* BRIEF 1
Count the lines in the rows below that contain the word "door", treating uppercase and lowercase as different, and give only the number.
----- SOURCE PASSAGE -----
In the function \(f(x)=10^{\sin x}\), we have a composition where the inner function is trigonometric (\(g(x) = \sin x\)) and the outer function is exponential (\(f(u) = 10^u\)). To apply the chain rule, start by differentiating the outer function, \(10^u\), with respect to \(u\) using the rule for exponential functions. Then, derive the inner function, \(\sin x\), to find \(g'(x)\), which is \(\cos x\). Finally, multiply these derivatives together to get the final result.

Exponential functions are functions of the form \(a^x\), where the base \(a\) is a constant, and \(x\) is the exponent. The base \(e\) is commonly used because it simplifies many calculus operations, but functions with any positive constant base can be handled similarly.The derivative of an exponential function \(a^x\) is given by:

• \( \frac{d}{dx}(a^x) = a^x \cdot \ln(a) \)

In our exercise, we have the exponential function \(10^{\sin x}\), where the base \(10\) is a constant and the exponent is more complex due to the presence of a trigonometric function. To find the derivative, apply the known formula \(\frac{d}{dx}(10^u) = 10^u \cdot \ln(10)\), where \(u = \sin x\). This factor, \(\ln(10)\), accounts for the contribution of the constant base in the derivative.
-----
* BRIEF 2
Copy the chain rule passage above word for word, starting at "In the function" and ending at "the final result.".
----- AVAILABLE RECORDS -----
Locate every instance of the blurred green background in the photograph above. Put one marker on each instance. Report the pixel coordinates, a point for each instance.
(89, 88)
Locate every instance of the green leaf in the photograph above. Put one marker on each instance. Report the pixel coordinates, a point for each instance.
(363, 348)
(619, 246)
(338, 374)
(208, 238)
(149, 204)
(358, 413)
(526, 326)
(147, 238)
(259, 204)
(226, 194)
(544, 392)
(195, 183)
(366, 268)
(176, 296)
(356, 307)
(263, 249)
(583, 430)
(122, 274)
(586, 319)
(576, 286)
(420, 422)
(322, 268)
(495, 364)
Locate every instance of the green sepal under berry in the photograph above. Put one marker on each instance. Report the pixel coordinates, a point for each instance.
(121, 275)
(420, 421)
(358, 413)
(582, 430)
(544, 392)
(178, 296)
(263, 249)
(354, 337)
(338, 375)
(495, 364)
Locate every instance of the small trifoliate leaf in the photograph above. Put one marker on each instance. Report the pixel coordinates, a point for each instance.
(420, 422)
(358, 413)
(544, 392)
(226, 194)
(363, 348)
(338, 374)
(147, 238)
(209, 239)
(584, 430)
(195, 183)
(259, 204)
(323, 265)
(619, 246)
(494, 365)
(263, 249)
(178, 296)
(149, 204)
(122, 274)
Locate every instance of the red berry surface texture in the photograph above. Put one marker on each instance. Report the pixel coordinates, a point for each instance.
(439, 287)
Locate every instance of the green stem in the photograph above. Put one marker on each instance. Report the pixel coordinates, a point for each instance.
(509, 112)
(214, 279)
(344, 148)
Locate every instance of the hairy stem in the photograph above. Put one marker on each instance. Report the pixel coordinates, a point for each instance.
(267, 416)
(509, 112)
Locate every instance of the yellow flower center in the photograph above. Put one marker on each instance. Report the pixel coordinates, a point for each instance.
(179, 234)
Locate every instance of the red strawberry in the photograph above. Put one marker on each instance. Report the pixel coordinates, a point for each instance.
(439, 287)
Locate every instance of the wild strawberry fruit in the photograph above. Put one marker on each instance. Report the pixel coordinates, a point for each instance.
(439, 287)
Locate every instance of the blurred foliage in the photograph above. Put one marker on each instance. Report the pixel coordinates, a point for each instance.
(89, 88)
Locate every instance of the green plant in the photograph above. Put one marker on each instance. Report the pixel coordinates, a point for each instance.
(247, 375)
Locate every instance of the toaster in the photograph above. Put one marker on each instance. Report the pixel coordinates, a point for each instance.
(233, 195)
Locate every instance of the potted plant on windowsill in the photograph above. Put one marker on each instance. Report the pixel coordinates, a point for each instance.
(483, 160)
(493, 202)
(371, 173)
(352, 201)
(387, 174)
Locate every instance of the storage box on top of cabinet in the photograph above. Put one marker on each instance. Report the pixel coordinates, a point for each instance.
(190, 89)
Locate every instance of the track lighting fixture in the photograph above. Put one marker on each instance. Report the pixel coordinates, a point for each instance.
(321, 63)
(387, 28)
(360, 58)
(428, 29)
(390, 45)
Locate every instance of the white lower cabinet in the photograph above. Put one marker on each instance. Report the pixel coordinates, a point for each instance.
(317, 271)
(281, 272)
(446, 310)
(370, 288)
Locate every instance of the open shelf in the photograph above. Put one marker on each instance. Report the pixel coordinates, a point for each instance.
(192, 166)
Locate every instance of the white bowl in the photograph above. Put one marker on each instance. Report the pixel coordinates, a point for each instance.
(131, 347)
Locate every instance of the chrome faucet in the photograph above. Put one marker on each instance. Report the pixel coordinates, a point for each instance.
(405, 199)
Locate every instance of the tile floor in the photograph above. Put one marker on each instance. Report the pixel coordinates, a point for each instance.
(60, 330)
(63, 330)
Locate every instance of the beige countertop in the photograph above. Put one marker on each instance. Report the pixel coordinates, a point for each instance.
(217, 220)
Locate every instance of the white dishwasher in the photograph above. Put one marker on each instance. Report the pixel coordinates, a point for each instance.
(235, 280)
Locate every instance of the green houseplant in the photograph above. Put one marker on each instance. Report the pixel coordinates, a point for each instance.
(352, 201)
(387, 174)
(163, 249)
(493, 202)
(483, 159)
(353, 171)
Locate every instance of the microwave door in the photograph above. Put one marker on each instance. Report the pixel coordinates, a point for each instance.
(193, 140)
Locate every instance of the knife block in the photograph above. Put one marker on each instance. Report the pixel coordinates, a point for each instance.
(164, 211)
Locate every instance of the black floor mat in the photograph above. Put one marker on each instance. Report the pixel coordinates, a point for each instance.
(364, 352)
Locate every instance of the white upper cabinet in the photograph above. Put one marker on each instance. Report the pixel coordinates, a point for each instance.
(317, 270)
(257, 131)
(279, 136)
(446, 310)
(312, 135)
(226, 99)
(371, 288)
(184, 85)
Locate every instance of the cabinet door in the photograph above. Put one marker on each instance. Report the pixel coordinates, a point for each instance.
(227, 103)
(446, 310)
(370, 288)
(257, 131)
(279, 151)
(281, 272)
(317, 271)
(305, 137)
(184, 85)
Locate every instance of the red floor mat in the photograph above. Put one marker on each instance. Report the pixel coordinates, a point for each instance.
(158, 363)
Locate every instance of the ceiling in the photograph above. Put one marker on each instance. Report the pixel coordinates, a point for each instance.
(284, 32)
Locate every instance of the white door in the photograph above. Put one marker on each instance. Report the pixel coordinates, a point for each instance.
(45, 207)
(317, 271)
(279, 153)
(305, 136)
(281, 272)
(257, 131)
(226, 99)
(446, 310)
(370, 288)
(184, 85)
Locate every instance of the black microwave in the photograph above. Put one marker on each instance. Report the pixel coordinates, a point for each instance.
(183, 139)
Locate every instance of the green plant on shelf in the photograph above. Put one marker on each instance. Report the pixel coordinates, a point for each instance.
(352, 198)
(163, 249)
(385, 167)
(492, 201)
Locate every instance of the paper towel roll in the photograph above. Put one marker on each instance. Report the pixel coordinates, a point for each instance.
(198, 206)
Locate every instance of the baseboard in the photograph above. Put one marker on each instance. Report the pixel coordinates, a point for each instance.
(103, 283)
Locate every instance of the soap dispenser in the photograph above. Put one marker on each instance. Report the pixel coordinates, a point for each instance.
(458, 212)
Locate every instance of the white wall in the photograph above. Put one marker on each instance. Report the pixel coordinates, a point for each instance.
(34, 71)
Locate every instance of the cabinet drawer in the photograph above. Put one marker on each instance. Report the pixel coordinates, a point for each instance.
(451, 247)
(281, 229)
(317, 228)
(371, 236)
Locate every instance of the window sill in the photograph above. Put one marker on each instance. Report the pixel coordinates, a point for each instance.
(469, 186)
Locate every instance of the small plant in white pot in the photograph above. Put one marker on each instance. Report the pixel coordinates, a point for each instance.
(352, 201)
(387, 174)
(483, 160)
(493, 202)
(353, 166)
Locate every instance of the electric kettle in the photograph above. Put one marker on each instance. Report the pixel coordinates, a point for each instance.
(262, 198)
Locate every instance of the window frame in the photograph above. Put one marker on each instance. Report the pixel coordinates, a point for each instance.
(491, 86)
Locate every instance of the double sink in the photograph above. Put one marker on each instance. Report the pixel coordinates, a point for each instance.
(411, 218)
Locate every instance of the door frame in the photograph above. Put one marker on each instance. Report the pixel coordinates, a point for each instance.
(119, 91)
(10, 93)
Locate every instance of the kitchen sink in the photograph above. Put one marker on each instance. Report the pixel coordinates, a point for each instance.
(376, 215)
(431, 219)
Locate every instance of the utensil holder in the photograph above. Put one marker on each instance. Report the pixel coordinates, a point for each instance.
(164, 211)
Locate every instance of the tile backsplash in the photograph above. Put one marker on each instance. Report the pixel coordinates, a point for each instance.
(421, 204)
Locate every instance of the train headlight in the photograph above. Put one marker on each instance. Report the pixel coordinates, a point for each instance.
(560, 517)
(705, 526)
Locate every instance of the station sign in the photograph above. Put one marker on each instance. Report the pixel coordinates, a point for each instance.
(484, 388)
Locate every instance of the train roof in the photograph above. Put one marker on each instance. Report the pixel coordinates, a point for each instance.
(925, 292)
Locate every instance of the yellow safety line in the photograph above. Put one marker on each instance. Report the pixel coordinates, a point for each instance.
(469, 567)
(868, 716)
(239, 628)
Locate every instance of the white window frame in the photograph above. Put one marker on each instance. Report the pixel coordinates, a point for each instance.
-----
* EXERCISE ANSWER 1
4

* EXERCISE ANSWER 2
In the function \(f(x)=10^{\sin x}\), we have a composition where the inner function is trigonometric (\(g(x) = \sin x\)) and the outer function is exponential (\(f(u) = 10^u\)). To apply the chain rule, start by differentiating the outer function, \(10^u\), with respect to \(u\) using the rule for exponential functions. Then, derive the inner function, \(\sin x\), to find \(g'(x)\), which is \(\cos x\). Finally, multiply these derivatives together to get the final result.